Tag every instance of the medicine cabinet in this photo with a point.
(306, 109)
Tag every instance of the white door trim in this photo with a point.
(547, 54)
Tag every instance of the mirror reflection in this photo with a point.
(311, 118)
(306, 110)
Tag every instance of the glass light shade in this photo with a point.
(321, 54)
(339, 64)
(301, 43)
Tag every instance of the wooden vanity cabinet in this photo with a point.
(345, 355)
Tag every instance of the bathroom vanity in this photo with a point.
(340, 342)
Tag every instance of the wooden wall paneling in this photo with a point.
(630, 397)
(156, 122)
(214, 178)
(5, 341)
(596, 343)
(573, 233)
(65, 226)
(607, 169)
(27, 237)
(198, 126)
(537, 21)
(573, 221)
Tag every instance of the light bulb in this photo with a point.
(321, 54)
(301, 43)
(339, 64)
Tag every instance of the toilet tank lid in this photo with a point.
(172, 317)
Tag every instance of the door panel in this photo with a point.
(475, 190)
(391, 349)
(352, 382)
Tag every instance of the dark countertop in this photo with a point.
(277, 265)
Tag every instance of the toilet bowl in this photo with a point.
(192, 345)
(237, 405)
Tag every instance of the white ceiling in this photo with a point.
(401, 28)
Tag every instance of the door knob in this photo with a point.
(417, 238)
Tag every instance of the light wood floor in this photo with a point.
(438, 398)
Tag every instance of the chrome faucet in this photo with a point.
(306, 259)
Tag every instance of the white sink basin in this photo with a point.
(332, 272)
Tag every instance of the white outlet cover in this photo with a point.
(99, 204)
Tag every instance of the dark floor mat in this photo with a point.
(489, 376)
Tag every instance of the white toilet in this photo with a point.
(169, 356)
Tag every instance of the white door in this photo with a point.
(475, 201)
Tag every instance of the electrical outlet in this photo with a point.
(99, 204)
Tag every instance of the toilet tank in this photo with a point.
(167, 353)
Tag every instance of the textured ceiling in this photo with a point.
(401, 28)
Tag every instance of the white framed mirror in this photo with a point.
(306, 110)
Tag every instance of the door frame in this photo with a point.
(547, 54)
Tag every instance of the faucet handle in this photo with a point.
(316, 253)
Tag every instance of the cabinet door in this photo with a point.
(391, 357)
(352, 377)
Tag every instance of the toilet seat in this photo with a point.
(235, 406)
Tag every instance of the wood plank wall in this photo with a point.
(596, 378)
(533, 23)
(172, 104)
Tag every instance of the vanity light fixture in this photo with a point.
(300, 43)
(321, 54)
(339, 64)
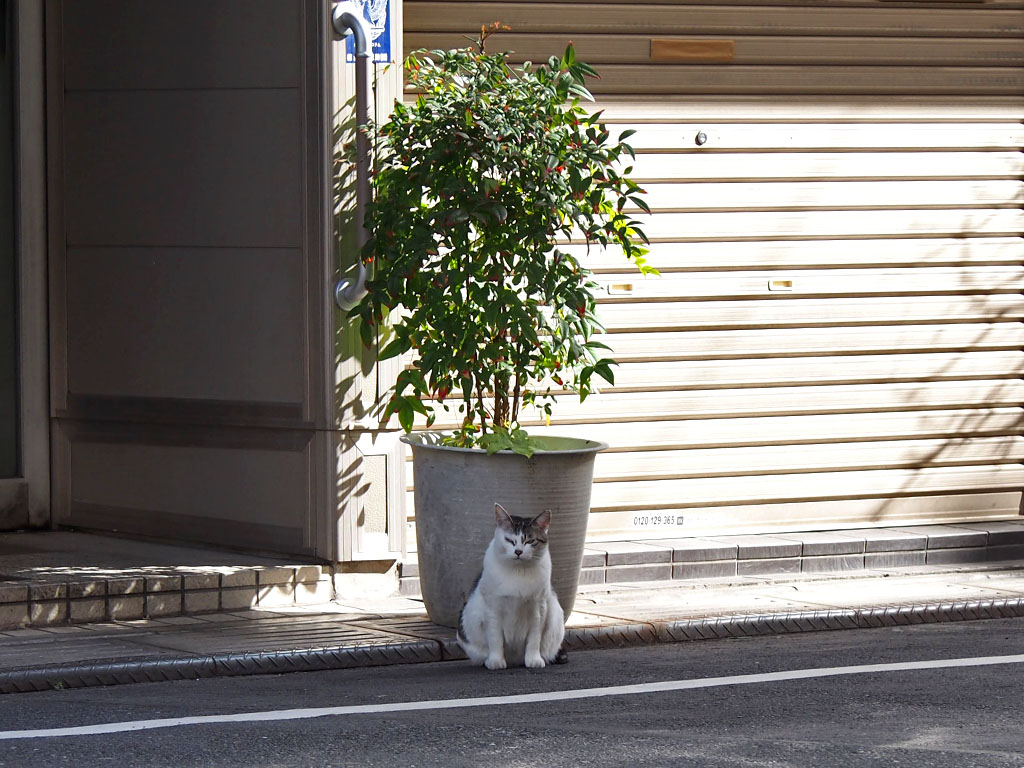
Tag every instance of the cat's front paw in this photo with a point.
(495, 663)
(535, 662)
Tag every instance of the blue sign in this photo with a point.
(378, 13)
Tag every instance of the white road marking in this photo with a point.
(544, 696)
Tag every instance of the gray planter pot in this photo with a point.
(456, 493)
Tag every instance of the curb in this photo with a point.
(120, 672)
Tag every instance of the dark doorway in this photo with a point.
(8, 308)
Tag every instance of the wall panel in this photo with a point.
(836, 337)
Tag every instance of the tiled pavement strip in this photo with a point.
(395, 630)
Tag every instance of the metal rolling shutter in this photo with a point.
(836, 339)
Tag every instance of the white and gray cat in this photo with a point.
(512, 615)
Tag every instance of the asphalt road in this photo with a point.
(945, 715)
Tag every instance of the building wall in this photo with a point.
(836, 336)
(188, 260)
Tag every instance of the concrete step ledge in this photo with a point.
(159, 592)
(816, 553)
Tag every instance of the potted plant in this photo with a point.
(479, 185)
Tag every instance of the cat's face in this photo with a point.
(521, 538)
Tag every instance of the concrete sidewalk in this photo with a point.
(395, 630)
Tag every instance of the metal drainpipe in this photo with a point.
(347, 19)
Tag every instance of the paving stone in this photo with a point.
(272, 577)
(956, 555)
(48, 592)
(13, 615)
(771, 566)
(699, 550)
(87, 609)
(201, 601)
(707, 569)
(999, 532)
(891, 540)
(13, 593)
(648, 572)
(826, 563)
(947, 537)
(1010, 552)
(86, 589)
(894, 559)
(594, 558)
(828, 543)
(163, 604)
(311, 573)
(245, 578)
(120, 607)
(163, 584)
(236, 599)
(409, 587)
(762, 547)
(274, 596)
(201, 581)
(633, 553)
(316, 592)
(47, 612)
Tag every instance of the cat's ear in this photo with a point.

* Written instruction *
Format the part of the records that opens with the line containing "Tag every instance of the concrete step" and runs through the end of the records as a numbered list, leaving out blank lines.

* Solution to this problem *
1. Tag every instance of the concrete step ledge in this photo with a point.
2. (159, 592)
3. (816, 553)
4. Tag every instance of the potted plant in this photo with a point.
5. (479, 185)
6. Tag every instance of the cat's face in this photo with a point.
7. (521, 538)
8. Tag every instance of the concrete sidewalk in this photo with a point.
9. (395, 630)
10. Tag every instance of the metal drainpipe in this photo with a point.
11. (347, 19)
12. Tag every instance of the paving stone in this photo with a point.
13. (272, 577)
14. (956, 555)
15. (48, 592)
16. (13, 615)
17. (771, 566)
18. (699, 550)
19. (87, 609)
20. (201, 601)
21. (707, 569)
22. (999, 532)
23. (891, 540)
24. (13, 593)
25. (648, 572)
26. (826, 563)
27. (947, 537)
28. (1010, 552)
29. (86, 589)
30. (894, 559)
31. (594, 558)
32. (828, 543)
33. (163, 604)
34. (311, 573)
35. (245, 578)
36. (120, 607)
37. (163, 584)
38. (236, 599)
39. (409, 587)
40. (762, 547)
41. (274, 596)
42. (201, 581)
43. (633, 553)
44. (316, 592)
45. (47, 612)
46. Tag every instance of the cat's ear in this photo with a point.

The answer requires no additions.